ACTION ITEM »
Check each line of the material below, and copy it if it holds the string "place".

RECORDS »
§

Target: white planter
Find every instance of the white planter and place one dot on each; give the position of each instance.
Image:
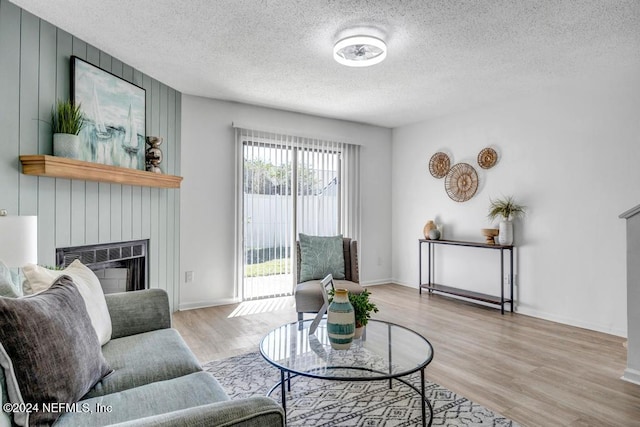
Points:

§

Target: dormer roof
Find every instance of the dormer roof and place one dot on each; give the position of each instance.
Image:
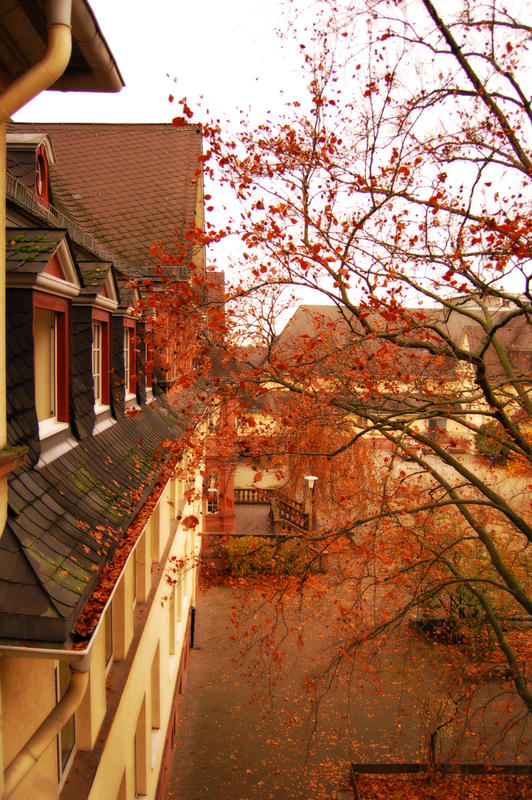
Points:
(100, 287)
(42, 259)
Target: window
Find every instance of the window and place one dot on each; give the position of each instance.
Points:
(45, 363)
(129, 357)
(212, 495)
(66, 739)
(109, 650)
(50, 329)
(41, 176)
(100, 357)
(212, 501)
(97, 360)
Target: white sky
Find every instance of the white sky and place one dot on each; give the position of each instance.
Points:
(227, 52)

§

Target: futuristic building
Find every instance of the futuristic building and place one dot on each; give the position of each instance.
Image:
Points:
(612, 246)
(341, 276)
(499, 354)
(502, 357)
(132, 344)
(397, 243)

§

OUTPUT FOR THIS EXERCISE »
Find every instance of the white planter and place one dot on each; give the position of each instance.
Find every instance of the dormer roof and place one dot on each; give the position of each instance.
Find every instance of the window and place one dot on each; give the position of each instance.
Find every instance of the white sky and place one dot on each; give the position of each instance.
Find every instance of the futuristic building and place one dot on each; give the position of each instance.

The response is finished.